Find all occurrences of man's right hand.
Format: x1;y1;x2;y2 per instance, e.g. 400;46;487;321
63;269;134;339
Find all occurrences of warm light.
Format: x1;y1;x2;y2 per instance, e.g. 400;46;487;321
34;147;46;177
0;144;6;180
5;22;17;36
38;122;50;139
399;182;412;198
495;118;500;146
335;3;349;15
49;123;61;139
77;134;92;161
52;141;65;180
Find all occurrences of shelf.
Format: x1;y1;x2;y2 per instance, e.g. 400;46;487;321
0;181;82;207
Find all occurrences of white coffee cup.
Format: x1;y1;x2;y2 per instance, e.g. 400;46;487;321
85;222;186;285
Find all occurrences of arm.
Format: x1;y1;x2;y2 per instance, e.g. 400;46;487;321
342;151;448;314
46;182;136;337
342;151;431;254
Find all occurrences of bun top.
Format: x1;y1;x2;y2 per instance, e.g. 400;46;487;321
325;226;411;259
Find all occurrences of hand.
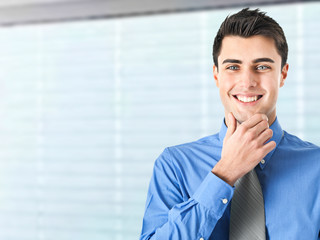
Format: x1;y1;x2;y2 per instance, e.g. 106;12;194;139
212;113;276;186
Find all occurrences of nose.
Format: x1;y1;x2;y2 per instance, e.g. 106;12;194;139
239;70;257;88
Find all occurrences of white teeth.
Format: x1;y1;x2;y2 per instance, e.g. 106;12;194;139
237;96;258;102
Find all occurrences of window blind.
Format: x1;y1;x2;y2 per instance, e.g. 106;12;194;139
0;2;320;240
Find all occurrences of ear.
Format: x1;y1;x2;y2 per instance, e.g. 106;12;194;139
213;65;219;87
280;63;289;87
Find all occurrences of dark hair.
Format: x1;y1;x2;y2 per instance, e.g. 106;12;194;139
212;8;288;69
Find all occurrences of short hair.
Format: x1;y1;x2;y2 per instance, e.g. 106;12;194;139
212;8;288;69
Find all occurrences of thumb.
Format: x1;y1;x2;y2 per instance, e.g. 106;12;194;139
225;112;237;139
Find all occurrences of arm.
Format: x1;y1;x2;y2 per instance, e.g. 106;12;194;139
140;149;233;240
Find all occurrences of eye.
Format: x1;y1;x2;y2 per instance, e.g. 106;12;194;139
256;65;271;70
226;65;239;71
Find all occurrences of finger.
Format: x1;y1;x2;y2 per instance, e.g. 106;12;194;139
225;112;237;139
249;120;269;138
257;128;273;145
241;113;268;129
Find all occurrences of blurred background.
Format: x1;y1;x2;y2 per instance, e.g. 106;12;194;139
0;0;320;240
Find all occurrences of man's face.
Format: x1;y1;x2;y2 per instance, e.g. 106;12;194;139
213;36;288;125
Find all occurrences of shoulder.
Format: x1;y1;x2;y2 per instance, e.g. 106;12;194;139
282;131;320;160
284;131;320;150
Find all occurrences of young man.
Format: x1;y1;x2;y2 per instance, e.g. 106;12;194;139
140;9;320;240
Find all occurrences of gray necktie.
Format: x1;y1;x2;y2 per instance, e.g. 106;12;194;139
229;169;266;240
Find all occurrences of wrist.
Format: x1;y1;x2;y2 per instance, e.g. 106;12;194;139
211;160;237;187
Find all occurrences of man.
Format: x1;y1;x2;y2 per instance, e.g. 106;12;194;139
140;9;320;240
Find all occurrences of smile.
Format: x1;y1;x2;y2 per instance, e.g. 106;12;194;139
233;95;262;103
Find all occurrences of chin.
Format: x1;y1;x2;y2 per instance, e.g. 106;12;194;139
234;113;255;124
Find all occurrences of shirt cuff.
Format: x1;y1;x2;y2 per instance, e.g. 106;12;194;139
193;172;234;217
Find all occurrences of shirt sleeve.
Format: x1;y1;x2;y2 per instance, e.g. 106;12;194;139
140;149;234;240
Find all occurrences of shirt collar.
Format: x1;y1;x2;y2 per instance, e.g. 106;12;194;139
219;118;283;169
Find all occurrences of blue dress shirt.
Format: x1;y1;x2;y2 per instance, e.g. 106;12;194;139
140;119;320;240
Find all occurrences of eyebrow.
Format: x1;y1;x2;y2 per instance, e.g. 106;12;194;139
222;58;274;64
222;59;242;64
252;58;274;63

**********

EXERCISE REQUIREMENTS - Return all of the rows above verbatim, but leave out the pictures.

REPLY -
Find all occurrences of man's right hand.
Format: x1;y1;x2;y2 per instance, e.g. 400;46;487;321
63;269;134;339
Find all occurrences of warm light.
Format: x1;y1;x2;y2 per instance, e.g. 400;46;487;321
34;147;46;177
0;144;6;180
5;22;17;36
38;122;50;139
399;182;412;198
495;118;500;146
335;3;349;15
49;123;61;139
77;134;92;161
52;141;65;180
Find all occurrences of shelf.
Format: x1;y1;x2;y2 per instance, e.g. 400;46;487;321
0;181;82;207
Find all occurrences of white coffee cup.
Format: x1;y1;x2;y2 per instance, e.g. 400;46;487;321
85;222;186;285
Find all occurrences of arm.
Format: x1;y1;x2;y2 per instance, e.g. 400;46;487;321
342;151;448;314
46;182;136;337
342;151;431;254
Find all occurrences of bun top.
Format: x1;y1;x2;y2 per instance, e.g. 400;46;487;321
325;226;411;259
Find all occurrences of hand.
Format: x1;y1;x2;y2 per instance, e.g. 106;12;194;139
212;113;276;186
Find all occurrences of nose.
Format: x1;y1;x2;y2 per instance, e.g. 106;12;194;139
239;70;257;88
Find all occurrences of white teeth.
Format: x1;y1;x2;y2 per instance, e.g. 106;12;194;139
237;96;258;102
Find all occurrences of window blind.
Format: x1;y1;x2;y2 per instance, e.g. 106;12;194;139
0;2;320;240
Find all occurrences of ear.
Format: x1;y1;x2;y2 per instance, e.g. 106;12;194;139
213;65;219;87
280;63;289;87
Find all occurrences of dark hair.
Format: x1;y1;x2;y2 per instance, e.g. 106;12;194;139
212;8;288;69
Find all occurrences of short hair.
Format: x1;y1;x2;y2 per instance, e.g. 106;12;194;139
212;8;288;69
Find all occurrences of thumb.
Format: x1;y1;x2;y2 per instance, e.g. 106;12;194;139
225;112;237;139
Find all occurrences of arm.
Format: x1;y1;x2;y2 per instance, e.g. 106;12;194;139
140;149;233;240
Find all occurrences of eye.
Format: x1;y1;x2;y2 per instance, e.g. 106;12;194;139
256;65;271;70
226;65;239;71
Find all occurrences of finger.
Format: x1;y1;x2;y2 per instance, e.g. 106;12;194;139
225;112;237;139
249;120;269;138
257;128;273;145
241;113;268;129
Find all occurrences of blurred background.
Format: x1;y1;x2;y2 per instance, e.g. 106;12;194;139
0;0;320;240
Find all occurrences of man's face.
Format: x1;y1;x2;y2 per instance, e.g. 106;12;194;139
213;36;288;125
Find all occurrences of shoulder.
Format: x1;y1;x2;y2 per instance, e.g. 106;12;194;139
282;131;320;160
284;131;320;150
Find all occurrences of young man.
Format: x1;y1;x2;y2 per instance, e.g. 106;12;194;139
140;9;320;240
Find all occurrences of gray necktie.
Format: x1;y1;x2;y2 per instance, e.g. 106;12;194;139
229;169;266;240
Find all occurrences of wrist.
Format: x1;y1;x2;y2 per instance, e.g. 106;12;194;139
211;160;237;187
Find all occurrences of man.
Format: x1;y1;x2;y2 per instance, e.g. 106;12;194;139
140;9;320;240
Find all occurrences of smile.
Format: x1;y1;x2;y2 per instance, e.g. 106;12;194;139
233;95;262;103
Find all occurrences of chin.
Format: x1;y1;x2;y2 per instance, e.g. 106;12;194;139
234;113;255;124
Find all occurrences of shirt cuff.
Format: x1;y1;x2;y2 per instance, e.g. 106;12;194;139
193;172;234;217
Find all occurrences of shirt sleeve.
Format: x1;y1;x2;y2 per instance, e.g. 106;12;194;139
140;149;234;240
Find all occurrences of shirt collar.
Format: x1;y1;x2;y2 per instance, e.g. 106;12;194;139
219;118;283;169
Find all occurrences of blue dress shirt.
Format: x1;y1;x2;y2 per instance, e.g. 106;12;194;139
140;119;320;240
Find all occurrences of eyebrow.
Format: x1;y1;x2;y2 per instance, e.g. 106;12;194;139
222;58;274;64
222;59;242;64
252;58;274;63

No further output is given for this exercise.